### Parts of the exercise
A - Write out the passage of the dog-feeding forum thread starting with "I fed Max boiled" and going on through "get home late!".
B - Answer these questions from the dog-feeding forum thread:
(i) Whom does the first post name as the author of The Dogs Dinner?
(ii) What food is Max now on?
(iii) For how many weeks have Sami and Carley had settled tummies with solid poos?
C - Decide whether each statement agrees with the dog-feeding forum thread. Answer yes or no, and quote the words that settle it.
(i) Sami and Carley handle beef products well.
(ii) A teaspoon of olive oil was added to one of Max's daily meals.
(iii) The post dated Sep 18, 2010 says that only chicken mince can be fed.

[START OF Excerpted passage]

I use hemp oil, it's in the preparation and needs to be stored in the dark like yumega. But if your using that or they are getting oily fish then they probably don't need it. I know what you mean about confidence... It's just daring to start. I got the majority of info from Dr Ian Billinghursts books, the Barfworld site uses his work, join the Raw Feeding Uk Facebook page, lists stockists of raw food, shows what people are feeding, I think the founder of the page or at least a big contributor is Ann Ridiyard who wrote The Dogs Dinner, although I don't think she advocates veg, take a look its worth a browse x


----------



## Cat 53 (Aug 26, 2012)

I fed Max boiled brown rice, roasted chicken, broccoli, carrots, any left over veg from our own meals, this would make five days meals, to one of his daily meals I added 1 teaspoon of olive oil and a teaspoon of natural probiotic yoghurt. This gave him all his vitamin needs and calcium. He enjoyed this and it really settled his tummy. He is now on Natures Diet which he loves, his coat is glossy, his skin is supple, he has energy but is not manic and he is gaining weight and growing well. I don't believe kibble suits him. He also likes James Welbeloved pouches, which smell good enough for me to microwave and eat if I get home late!


----------



## Nanci (Mar 1, 2012)

I have had problems galore with ticky tummys with Sami AND Carley!! I have now settled on roasted chicken mixed with Fromm kibble, brown rice and organic yogurt . . a bit of scrambled egg for breakfast, and add carrotts, tiny bits of apple at supper time. Their tummies have been settled with solid poos for 3 weeks now. We learned the HARD way they cannot handle any beef products, that was a disaster. You have to find what works for your poos, for me it was a long 6 months trial and error.


----------



## wilfiboy (Sep 18, 2010)

You' ve seen my poos poo Colin  I think if the poo is firm but easy to pass then the ratio is ok too firm then add more meat, you can feed any mince. I think a chicken wing s fairly balanced and those ribs had quite alot of meat on .... More than I ever get from Chinese takeaway x


----------

[END OF Excerpted passage]
[START OF Provided material]

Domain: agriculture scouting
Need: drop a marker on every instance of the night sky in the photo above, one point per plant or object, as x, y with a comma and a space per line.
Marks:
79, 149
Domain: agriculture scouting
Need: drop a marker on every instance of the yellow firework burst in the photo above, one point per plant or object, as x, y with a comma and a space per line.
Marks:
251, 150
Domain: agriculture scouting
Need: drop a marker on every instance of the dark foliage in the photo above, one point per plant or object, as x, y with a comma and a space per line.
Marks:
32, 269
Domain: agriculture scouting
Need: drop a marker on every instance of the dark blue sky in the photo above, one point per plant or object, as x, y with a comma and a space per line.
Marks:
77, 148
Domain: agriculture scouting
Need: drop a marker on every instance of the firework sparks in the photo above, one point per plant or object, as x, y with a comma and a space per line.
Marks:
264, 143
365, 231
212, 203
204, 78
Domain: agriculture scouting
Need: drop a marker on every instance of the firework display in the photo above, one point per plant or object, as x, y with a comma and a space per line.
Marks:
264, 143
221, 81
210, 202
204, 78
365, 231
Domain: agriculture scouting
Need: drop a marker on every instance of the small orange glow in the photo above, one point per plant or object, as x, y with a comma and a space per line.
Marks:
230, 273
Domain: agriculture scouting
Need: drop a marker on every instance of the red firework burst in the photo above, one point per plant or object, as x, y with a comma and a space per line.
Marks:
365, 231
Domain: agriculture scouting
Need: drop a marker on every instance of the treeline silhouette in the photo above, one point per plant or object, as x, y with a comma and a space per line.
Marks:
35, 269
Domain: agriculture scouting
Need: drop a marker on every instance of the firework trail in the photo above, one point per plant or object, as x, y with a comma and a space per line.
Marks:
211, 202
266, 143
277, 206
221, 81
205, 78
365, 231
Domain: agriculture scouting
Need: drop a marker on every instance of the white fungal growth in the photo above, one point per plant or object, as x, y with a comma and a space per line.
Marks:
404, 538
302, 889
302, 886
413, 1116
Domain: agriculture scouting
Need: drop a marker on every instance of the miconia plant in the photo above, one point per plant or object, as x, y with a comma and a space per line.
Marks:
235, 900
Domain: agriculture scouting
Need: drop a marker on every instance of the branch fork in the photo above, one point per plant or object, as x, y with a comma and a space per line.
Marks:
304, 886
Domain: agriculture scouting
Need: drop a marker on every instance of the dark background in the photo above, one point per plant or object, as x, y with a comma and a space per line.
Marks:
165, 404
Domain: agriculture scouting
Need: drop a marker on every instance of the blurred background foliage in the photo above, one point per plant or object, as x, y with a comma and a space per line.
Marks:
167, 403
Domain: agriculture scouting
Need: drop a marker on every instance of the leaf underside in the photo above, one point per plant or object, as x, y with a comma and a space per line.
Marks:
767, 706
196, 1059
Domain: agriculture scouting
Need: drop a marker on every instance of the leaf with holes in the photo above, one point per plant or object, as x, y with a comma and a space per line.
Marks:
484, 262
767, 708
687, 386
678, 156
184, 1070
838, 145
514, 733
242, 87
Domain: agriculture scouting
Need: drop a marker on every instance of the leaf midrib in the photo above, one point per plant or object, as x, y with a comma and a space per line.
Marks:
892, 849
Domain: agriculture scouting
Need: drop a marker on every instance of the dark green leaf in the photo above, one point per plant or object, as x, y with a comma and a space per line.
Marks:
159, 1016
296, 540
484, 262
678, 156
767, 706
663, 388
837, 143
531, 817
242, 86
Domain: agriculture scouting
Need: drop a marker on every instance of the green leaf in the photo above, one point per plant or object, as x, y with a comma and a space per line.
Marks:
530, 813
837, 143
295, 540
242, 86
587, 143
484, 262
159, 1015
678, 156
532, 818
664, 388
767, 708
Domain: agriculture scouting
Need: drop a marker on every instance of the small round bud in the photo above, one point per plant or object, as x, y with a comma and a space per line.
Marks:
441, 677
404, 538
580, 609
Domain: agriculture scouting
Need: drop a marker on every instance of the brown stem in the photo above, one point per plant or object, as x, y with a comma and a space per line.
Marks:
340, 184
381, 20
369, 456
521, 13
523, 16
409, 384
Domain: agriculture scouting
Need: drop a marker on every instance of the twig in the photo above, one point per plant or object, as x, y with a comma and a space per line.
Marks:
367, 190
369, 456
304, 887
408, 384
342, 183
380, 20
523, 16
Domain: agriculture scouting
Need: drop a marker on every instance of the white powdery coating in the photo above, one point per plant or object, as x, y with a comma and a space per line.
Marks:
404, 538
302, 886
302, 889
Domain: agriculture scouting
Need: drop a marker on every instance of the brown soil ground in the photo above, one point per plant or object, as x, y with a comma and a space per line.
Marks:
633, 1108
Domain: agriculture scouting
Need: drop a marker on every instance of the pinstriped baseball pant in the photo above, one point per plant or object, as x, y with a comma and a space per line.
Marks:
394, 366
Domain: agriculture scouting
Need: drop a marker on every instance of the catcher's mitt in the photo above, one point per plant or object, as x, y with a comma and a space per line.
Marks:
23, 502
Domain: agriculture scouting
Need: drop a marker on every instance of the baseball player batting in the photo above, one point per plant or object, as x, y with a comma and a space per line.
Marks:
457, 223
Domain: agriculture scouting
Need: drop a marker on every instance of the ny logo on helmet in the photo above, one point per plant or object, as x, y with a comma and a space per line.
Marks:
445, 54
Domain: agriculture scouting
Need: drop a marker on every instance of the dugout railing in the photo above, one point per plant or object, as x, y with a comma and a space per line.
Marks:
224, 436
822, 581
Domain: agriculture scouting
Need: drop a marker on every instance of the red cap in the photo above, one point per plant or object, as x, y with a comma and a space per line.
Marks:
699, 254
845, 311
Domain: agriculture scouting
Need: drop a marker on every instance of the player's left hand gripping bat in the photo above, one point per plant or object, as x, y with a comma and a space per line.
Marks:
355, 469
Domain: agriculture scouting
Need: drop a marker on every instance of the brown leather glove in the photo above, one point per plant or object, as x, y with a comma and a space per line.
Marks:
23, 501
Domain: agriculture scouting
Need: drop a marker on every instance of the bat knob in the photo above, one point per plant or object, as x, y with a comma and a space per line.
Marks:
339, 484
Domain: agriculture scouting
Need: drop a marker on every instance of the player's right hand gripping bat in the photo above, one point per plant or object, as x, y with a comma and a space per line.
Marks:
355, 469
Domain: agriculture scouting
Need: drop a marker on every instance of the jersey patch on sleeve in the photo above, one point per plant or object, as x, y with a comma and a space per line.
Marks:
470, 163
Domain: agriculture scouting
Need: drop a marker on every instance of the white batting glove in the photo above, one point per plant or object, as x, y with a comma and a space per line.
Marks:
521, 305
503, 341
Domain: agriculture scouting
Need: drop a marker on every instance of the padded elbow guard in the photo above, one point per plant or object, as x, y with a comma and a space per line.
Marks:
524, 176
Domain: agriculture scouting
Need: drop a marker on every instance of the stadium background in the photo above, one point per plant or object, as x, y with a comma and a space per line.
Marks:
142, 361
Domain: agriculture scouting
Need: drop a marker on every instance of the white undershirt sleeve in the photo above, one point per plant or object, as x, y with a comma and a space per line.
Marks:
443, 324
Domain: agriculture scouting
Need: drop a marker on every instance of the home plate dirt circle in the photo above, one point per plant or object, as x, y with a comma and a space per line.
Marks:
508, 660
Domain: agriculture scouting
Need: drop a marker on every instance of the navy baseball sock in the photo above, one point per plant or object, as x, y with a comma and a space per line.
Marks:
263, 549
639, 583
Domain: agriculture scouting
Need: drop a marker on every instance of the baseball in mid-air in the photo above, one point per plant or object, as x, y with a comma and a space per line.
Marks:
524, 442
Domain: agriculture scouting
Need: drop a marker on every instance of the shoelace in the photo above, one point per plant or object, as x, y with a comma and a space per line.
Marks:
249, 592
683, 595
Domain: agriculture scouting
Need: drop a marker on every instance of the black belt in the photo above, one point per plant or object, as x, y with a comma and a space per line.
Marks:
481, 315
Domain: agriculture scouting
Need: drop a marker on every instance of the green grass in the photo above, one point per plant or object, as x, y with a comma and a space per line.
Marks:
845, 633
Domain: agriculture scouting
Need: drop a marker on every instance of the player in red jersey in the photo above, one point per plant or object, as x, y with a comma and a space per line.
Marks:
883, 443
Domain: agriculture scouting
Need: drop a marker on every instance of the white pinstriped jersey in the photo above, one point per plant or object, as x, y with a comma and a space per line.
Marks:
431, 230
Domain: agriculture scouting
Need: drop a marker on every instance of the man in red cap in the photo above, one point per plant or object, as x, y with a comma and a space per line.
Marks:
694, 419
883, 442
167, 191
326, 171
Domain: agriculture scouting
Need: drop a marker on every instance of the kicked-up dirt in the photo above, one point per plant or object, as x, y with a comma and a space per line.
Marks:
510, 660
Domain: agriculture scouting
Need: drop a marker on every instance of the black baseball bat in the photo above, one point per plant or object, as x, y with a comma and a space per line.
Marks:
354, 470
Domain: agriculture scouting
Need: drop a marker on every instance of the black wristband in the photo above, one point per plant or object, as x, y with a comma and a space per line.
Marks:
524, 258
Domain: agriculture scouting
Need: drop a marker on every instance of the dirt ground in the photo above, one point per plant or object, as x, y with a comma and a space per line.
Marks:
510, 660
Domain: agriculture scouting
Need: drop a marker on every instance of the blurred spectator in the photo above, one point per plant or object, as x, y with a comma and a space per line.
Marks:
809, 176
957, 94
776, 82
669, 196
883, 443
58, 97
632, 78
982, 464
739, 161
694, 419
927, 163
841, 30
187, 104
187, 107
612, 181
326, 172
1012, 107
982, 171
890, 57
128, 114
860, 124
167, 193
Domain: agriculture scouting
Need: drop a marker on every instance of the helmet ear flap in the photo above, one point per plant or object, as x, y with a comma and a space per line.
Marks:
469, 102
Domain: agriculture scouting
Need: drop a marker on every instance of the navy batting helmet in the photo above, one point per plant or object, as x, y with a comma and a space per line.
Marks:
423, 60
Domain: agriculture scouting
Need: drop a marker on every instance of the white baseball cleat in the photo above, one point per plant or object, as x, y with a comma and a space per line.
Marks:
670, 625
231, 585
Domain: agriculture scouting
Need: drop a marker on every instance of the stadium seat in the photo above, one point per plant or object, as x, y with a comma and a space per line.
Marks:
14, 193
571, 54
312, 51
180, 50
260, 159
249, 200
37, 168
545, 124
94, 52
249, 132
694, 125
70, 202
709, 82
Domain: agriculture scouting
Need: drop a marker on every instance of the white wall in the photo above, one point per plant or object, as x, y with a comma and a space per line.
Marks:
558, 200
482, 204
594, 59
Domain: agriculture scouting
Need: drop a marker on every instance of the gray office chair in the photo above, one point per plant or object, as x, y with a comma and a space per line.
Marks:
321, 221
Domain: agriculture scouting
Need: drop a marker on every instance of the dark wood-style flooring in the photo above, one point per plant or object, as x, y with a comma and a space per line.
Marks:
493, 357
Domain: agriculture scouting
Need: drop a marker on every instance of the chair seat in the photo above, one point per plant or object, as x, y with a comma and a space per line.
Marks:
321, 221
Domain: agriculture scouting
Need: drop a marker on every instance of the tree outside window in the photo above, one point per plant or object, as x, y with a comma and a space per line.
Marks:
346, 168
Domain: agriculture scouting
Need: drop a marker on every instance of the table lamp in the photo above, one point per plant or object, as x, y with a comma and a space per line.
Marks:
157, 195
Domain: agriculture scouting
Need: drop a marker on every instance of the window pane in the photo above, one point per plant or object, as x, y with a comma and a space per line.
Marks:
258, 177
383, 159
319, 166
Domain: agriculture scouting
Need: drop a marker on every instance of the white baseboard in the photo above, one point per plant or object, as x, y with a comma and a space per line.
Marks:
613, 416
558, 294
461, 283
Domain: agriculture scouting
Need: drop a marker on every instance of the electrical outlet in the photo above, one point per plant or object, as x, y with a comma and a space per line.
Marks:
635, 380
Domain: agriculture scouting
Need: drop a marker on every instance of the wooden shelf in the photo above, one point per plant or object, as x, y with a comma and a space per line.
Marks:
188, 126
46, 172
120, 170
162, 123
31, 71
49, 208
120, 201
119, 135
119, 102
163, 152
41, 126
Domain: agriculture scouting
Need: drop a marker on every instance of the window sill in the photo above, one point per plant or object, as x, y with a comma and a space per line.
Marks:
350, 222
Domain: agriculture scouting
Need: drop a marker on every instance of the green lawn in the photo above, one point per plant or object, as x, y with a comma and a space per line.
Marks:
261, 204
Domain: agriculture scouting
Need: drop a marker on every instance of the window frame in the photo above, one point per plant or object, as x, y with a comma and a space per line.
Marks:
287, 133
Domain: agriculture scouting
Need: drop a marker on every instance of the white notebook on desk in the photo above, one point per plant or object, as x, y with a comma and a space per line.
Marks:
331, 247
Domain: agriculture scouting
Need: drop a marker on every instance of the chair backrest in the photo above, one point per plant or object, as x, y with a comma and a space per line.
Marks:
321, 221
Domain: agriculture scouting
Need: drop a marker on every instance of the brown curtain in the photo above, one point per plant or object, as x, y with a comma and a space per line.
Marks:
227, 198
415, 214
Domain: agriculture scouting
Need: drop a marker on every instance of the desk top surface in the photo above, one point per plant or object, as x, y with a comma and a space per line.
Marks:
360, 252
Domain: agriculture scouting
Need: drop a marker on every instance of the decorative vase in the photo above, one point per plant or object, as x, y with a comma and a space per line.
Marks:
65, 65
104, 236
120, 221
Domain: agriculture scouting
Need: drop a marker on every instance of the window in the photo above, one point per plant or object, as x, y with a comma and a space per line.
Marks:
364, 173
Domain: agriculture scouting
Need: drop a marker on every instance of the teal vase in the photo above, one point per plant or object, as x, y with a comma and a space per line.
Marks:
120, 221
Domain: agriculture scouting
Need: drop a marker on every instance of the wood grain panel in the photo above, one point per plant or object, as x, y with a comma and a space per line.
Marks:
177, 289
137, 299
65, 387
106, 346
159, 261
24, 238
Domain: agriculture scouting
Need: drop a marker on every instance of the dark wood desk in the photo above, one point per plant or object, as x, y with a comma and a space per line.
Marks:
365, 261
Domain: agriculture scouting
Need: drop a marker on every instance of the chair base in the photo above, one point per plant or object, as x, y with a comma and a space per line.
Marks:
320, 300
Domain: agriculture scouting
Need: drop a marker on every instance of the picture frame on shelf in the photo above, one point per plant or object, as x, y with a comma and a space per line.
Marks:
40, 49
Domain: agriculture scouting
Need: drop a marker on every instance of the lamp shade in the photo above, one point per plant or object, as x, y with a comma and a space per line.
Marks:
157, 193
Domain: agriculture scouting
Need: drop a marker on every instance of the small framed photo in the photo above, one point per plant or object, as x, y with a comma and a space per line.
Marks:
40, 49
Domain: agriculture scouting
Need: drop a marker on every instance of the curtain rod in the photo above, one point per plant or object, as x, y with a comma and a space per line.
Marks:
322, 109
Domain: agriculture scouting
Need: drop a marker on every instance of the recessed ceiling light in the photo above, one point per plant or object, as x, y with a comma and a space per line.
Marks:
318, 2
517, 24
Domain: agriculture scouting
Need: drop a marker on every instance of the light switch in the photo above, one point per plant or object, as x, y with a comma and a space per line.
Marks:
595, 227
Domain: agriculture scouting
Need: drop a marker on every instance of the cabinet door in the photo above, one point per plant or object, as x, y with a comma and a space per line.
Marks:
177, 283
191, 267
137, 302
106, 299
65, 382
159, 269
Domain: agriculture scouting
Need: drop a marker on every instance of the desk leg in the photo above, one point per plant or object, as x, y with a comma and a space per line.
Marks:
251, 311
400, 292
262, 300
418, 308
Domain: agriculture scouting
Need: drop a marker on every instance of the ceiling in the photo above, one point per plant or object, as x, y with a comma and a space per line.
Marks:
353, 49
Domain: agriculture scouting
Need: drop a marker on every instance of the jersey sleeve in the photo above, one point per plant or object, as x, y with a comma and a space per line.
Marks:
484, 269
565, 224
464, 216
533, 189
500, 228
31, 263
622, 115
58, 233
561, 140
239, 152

[END OF Provided material]

### Solution set
A -
I fed Max boiled brown rice, roasted chicken, broccoli, carrots, any left over veg from our own meals, this would make five days meals, to one of his daily meals I added 1 teaspoon of olive oil and a teaspoon of natural probiotic yoghurt. This gave him all his vitamin needs and calcium. He enjoyed this and it really settled his tummy. He is now on Natures Diet which he loves, his coat is glossy, his skin is supple, he has energy but is not manic and he is gaining weight and growing well. I don't believe kibble suits him. He also likes James Welbeloved pouches, which smell good enough for me to microwave and eat if I get home late!

B -
(i) Ann Ridiyard
(ii) Natures Diet
(iii) 3 weeks

C -
(i) No: "they cannot handle any beef products"
(ii) Yes: "to one of his daily meals I added 1 teaspoon of olive oil"
(iii) No: "you can feed any mince"